Challenge:
Will you restate verbatim the lines running from the line with "of the blue" to the end of the data, leaving out everything else?

Pointing and labeling entries
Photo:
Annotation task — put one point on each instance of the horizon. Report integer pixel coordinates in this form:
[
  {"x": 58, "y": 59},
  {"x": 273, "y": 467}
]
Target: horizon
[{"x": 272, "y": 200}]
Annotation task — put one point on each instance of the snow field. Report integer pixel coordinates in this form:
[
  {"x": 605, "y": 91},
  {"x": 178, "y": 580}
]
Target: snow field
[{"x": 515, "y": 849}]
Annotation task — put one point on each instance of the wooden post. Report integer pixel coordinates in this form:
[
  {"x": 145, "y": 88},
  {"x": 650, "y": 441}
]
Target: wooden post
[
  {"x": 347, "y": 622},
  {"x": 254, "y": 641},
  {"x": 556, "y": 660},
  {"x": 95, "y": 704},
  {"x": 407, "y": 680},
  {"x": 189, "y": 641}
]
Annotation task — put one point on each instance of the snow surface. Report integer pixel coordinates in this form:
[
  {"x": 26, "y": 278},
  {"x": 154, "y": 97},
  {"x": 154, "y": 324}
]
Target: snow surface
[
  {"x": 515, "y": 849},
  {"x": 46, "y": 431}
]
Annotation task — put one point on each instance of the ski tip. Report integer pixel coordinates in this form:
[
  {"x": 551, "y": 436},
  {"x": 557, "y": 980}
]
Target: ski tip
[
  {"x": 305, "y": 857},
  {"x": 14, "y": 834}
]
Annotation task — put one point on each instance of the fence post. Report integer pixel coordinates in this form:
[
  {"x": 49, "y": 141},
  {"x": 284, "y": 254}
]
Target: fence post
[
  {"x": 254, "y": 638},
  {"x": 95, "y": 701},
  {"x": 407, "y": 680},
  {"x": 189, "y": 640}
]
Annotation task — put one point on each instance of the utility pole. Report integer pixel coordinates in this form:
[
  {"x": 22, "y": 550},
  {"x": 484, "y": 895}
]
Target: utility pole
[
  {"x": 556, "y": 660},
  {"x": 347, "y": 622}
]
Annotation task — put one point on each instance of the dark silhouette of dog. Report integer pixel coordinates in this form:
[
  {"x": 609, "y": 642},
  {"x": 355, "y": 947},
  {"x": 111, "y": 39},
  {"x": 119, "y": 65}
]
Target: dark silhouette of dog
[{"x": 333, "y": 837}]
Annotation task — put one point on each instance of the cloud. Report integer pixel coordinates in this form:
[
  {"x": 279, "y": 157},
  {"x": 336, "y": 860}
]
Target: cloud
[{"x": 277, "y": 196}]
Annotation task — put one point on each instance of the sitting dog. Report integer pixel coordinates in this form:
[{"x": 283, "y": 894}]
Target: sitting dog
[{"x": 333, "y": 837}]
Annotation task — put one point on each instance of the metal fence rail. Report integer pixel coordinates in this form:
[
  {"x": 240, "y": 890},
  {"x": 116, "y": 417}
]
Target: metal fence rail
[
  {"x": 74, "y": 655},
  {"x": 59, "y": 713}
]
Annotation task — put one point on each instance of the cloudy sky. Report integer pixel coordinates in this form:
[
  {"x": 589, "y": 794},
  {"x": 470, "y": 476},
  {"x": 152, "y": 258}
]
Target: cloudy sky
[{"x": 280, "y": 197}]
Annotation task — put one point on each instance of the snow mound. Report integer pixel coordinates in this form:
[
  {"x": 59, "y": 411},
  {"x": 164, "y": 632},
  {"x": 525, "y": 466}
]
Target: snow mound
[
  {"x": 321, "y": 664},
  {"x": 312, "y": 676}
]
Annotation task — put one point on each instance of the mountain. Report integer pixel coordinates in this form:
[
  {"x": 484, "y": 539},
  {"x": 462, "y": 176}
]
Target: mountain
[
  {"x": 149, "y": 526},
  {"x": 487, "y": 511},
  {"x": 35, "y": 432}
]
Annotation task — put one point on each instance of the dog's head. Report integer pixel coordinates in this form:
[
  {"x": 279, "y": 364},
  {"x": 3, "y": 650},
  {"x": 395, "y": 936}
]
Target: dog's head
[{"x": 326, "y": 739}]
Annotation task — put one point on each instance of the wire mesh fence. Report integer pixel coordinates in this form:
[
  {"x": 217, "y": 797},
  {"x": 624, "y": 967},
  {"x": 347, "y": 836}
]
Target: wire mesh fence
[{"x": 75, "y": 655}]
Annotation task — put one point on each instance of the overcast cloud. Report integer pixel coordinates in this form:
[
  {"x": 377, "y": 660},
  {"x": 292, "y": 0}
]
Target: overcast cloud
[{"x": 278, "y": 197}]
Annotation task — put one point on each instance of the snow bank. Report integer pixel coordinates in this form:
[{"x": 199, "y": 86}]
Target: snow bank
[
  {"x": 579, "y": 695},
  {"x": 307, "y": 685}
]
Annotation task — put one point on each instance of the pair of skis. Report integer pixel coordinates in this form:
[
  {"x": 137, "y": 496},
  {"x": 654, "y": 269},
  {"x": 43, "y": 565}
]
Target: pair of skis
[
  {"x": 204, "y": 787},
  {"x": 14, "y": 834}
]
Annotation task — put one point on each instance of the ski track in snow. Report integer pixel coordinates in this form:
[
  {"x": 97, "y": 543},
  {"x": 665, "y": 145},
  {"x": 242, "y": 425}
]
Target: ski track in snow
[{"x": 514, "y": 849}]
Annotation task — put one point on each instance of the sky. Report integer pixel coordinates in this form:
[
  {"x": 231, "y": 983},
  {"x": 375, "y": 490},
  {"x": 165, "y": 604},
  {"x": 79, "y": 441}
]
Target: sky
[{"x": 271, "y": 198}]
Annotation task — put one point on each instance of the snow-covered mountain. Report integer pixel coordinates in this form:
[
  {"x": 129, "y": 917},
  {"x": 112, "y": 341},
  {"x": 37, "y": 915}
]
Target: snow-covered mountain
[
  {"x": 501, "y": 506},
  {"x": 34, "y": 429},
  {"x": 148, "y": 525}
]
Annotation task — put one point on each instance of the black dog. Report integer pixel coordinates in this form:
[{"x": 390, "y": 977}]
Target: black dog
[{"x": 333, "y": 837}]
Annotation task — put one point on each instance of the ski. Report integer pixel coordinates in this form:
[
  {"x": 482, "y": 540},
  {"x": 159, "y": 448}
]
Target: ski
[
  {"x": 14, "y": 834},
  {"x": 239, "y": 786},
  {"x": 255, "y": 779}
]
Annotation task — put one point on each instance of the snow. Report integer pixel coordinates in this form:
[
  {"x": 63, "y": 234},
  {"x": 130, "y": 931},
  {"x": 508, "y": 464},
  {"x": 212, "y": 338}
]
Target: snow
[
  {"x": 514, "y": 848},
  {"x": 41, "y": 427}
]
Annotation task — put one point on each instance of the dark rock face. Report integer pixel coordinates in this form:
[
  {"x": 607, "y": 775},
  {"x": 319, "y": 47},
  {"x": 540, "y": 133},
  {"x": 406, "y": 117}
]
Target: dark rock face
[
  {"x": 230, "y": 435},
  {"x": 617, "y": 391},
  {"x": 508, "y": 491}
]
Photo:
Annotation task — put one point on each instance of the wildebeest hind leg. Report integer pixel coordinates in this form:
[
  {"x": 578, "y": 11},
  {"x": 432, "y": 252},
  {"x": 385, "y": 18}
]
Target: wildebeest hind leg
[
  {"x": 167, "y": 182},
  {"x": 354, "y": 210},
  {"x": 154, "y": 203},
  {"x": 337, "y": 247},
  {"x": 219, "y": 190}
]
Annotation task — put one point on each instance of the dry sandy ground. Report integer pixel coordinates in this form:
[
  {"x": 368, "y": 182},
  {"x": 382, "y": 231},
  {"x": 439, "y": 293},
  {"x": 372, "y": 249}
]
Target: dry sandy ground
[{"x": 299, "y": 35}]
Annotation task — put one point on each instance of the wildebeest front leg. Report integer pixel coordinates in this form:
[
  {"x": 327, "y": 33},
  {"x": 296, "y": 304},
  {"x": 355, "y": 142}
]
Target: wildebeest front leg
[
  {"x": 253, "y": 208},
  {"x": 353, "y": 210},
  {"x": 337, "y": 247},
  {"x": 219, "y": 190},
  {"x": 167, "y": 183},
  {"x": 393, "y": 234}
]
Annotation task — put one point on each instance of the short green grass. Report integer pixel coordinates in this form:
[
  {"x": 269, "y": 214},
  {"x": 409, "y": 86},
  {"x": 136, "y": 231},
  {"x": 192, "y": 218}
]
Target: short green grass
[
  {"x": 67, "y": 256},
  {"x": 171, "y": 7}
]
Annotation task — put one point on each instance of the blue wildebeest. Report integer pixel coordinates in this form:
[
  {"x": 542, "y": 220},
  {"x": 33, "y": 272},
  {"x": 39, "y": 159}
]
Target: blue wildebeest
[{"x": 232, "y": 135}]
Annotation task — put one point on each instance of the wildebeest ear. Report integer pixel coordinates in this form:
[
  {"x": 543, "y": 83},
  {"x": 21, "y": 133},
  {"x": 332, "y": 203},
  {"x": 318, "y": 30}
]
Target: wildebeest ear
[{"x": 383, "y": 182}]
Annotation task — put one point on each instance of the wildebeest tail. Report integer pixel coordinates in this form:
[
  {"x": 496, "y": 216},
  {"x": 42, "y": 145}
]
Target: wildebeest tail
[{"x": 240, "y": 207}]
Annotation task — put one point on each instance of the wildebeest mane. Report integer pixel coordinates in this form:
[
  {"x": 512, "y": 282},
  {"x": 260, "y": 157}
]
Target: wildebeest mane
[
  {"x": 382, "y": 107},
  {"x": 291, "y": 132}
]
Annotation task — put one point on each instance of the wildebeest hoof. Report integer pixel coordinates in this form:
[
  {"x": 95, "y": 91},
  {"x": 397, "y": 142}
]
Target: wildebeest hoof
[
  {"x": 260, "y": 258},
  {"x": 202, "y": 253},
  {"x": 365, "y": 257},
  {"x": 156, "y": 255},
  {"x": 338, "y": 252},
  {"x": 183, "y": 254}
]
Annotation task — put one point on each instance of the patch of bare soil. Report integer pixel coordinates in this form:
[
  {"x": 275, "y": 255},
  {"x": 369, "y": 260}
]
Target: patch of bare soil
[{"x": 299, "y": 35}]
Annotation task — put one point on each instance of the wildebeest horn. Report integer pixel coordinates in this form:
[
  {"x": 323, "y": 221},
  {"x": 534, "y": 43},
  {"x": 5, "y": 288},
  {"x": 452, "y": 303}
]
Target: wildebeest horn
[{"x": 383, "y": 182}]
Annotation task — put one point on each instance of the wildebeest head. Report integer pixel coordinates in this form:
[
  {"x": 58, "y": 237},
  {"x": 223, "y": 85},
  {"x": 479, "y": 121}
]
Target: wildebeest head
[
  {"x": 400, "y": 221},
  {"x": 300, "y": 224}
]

Output:
Annotation task — put one point on each instance of the blue wildebeest. Report integer pixel coordinates in this form:
[
  {"x": 542, "y": 220},
  {"x": 33, "y": 272},
  {"x": 39, "y": 159}
]
Target: blue wildebeest
[{"x": 232, "y": 135}]
Annotation task — put one point on each instance of the wildebeest ear. Report integer pixel coordinates in this form:
[
  {"x": 543, "y": 83},
  {"x": 21, "y": 133},
  {"x": 332, "y": 203},
  {"x": 318, "y": 30}
]
Target: wildebeest ear
[{"x": 383, "y": 182}]
Annotation task — put one point on each instance of the wildebeest tail. Report integer pixel coordinates in this form:
[
  {"x": 496, "y": 216},
  {"x": 42, "y": 145}
]
Target: wildebeest tail
[{"x": 240, "y": 207}]
Annotation task — put one point on each instance of the wildebeest mane. Report integer pixel coordinates in this form:
[
  {"x": 512, "y": 282},
  {"x": 260, "y": 157}
]
Target: wildebeest mane
[
  {"x": 382, "y": 107},
  {"x": 291, "y": 132}
]
Annotation task — put one point on each instance of the wildebeest hoof. Report integer pixel coordinates in this form:
[
  {"x": 95, "y": 91},
  {"x": 397, "y": 142}
]
Target: wildebeest hoof
[
  {"x": 260, "y": 258},
  {"x": 202, "y": 253},
  {"x": 365, "y": 257},
  {"x": 156, "y": 255},
  {"x": 338, "y": 252},
  {"x": 183, "y": 254}
]
Annotation task — put one point on each instance of the patch of bare soil. Report integer pixel coordinates in this form:
[
  {"x": 275, "y": 255},
  {"x": 369, "y": 260}
]
Target: patch of bare soil
[{"x": 299, "y": 35}]
Annotation task — put one point on each instance of the wildebeest horn. Report integer pixel coordinates in this form:
[
  {"x": 323, "y": 221},
  {"x": 534, "y": 43},
  {"x": 5, "y": 288},
  {"x": 452, "y": 303}
]
Target: wildebeest horn
[{"x": 383, "y": 182}]
Annotation task — put one point on each instance of the wildebeest head. Report integer pixel coordinates in this form:
[
  {"x": 58, "y": 237},
  {"x": 223, "y": 85},
  {"x": 479, "y": 121}
]
Target: wildebeest head
[
  {"x": 400, "y": 221},
  {"x": 300, "y": 224}
]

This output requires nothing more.